**PROBLEM STATEMENT:** Word for word, repeat every entry that appears below.

(Records excerpted from a collection)
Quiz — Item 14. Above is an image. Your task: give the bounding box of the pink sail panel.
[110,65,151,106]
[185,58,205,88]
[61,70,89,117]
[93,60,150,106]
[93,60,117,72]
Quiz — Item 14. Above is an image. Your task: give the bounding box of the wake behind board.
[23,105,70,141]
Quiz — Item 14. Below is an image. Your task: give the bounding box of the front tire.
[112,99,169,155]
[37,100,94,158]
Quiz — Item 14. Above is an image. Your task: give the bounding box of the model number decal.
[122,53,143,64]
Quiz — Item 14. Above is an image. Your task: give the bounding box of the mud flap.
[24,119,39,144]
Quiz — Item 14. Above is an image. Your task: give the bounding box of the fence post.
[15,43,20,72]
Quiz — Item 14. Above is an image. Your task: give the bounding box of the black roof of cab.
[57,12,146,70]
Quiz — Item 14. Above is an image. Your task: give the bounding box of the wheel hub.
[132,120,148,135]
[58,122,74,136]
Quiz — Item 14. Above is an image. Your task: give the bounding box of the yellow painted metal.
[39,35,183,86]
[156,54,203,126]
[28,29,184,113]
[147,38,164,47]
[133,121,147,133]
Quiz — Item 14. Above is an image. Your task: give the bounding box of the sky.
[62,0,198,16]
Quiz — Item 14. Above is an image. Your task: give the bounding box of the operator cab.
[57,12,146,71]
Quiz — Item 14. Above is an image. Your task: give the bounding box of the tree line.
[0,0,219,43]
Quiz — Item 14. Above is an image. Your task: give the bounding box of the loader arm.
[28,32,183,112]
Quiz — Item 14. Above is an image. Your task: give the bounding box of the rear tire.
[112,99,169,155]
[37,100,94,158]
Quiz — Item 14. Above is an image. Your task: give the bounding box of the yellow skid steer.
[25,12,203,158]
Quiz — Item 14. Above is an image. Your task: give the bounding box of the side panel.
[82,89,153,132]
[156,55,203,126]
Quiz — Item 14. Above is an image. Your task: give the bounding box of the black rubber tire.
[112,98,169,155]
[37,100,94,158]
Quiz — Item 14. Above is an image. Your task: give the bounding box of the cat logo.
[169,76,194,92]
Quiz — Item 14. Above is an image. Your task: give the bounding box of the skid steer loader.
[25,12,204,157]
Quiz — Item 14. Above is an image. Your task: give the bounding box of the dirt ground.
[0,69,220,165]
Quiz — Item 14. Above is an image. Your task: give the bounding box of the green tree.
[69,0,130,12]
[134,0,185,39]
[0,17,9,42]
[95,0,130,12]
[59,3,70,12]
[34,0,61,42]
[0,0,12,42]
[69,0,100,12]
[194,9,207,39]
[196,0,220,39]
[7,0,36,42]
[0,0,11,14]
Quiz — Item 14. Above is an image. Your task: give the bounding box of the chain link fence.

**ANSWER TO THIS EXERCISE:**
Quiz — Item 14. Above is an image. Your task: give the bounding box of the pink sail panel.
[110,65,151,106]
[185,58,205,88]
[61,70,89,117]
[93,60,150,106]
[93,60,117,72]
Quiz — Item 14. Above is an image. Your task: give the bounding box of the wake behind board.
[23,105,70,141]
Quiz — Item 14. Below is an image. Your task: give the bounding box of the front tire.
[112,99,169,155]
[37,100,94,158]
Quiz — Item 14. Above is an image. Your task: give the bounding box of the model number decal.
[122,53,143,64]
Quiz — Item 14. Above is an image. Your task: give the bounding box of the mud flap.
[24,119,39,144]
Quiz — Item 14. Above is an image. Your task: give the bounding box of the fence post.
[15,43,20,72]
Quiz — Item 14. Above is an image. Your task: give the bounding box of the black roof of cab.
[57,12,146,70]
Quiz — Item 14. Above is an image. Your task: give the bounding box of the wheel hub.
[132,120,148,135]
[58,122,74,136]
Quiz — Item 14. Above is an image. Your task: give the bounding box of the yellow painted metal.
[39,35,183,86]
[156,54,203,126]
[28,29,184,113]
[147,38,164,47]
[133,121,147,133]
Quiz — Item 14. Above is an image. Your task: give the bounding box of the sky.
[62,0,198,16]
Quiz — Item 14. Above is an image. Your task: give the bounding box of the operator cab.
[57,12,146,71]
Quiz — Item 14. Above is an image. Your task: give the bounding box of the tree line.
[0,0,219,43]
Quiz — Item 14. Above is an image. Your task: give the bounding box of the loader arm.
[28,32,183,112]
Quiz — Item 14. Above is an image. Your task: give the bounding box of the rear tire.
[112,99,169,155]
[37,100,94,158]
Quiz — Item 14. Above is an image. Your task: give the bounding box of the yellow skid steer.
[25,12,203,158]
Quiz — Item 14. Above is an image. Your task: give the bounding box of the side panel.
[82,89,153,132]
[156,55,203,126]
Quiz — Item 14. Above is an image. Your task: give the bounding box of the black rubber tire.
[112,98,169,155]
[37,100,94,158]
Quiz — Item 14. Above is an image. Your task: give the bounding box of the cat logo.
[169,76,194,92]
Quiz — Item 14. Above is an image. Your task: give the bounding box of the skid steer loader.
[25,12,204,157]
Quiz — Item 14. Above is an image. Your task: give the bounding box of the dirt ground.
[0,69,220,165]
Quiz — Item 14. Above is an image. Your task: give the bounding box of the green tree.
[69,0,130,12]
[134,0,185,39]
[0,17,9,42]
[95,0,130,12]
[59,3,70,12]
[34,0,61,42]
[0,0,12,42]
[69,0,100,12]
[194,9,207,39]
[196,0,220,39]
[7,0,36,42]
[0,0,11,14]
Quiz — Item 14. Above is an image. Your task: give the bounding box of the chain link fence.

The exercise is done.